- WORK TASK
Count how many lines below include the string "every". Only that number should appear in the reply.

--- EXERCISE DATA ---

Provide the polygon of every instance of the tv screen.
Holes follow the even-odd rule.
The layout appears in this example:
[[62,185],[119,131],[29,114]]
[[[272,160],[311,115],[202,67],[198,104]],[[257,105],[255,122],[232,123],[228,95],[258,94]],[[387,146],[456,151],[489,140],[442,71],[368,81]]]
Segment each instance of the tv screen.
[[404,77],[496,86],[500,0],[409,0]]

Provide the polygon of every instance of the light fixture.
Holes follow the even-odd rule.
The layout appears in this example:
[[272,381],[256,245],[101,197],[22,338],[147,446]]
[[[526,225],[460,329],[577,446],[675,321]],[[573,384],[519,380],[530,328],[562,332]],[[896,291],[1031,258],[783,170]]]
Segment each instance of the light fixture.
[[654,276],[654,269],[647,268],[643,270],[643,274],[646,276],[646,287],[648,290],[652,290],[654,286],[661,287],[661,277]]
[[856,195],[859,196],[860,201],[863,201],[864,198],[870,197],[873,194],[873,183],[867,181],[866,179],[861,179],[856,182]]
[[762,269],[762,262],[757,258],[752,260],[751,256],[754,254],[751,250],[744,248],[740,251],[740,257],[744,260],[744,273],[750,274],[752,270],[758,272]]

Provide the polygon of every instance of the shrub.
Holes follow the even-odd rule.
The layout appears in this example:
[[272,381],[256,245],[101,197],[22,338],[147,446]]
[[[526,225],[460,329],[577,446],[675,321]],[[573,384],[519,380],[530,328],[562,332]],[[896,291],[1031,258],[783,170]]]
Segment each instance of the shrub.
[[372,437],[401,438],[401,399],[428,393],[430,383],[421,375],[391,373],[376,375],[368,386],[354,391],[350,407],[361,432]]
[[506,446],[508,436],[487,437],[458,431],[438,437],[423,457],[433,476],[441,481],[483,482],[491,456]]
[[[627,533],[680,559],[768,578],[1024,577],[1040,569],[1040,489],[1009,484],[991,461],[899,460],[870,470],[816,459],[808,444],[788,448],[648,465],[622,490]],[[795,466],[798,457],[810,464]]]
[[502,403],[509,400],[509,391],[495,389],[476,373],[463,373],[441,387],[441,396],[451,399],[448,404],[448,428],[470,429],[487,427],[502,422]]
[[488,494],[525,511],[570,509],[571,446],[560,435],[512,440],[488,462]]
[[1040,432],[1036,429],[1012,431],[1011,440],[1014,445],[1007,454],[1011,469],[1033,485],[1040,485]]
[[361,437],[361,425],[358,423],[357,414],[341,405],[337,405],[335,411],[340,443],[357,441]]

---

- EXPECTED ANSWER
3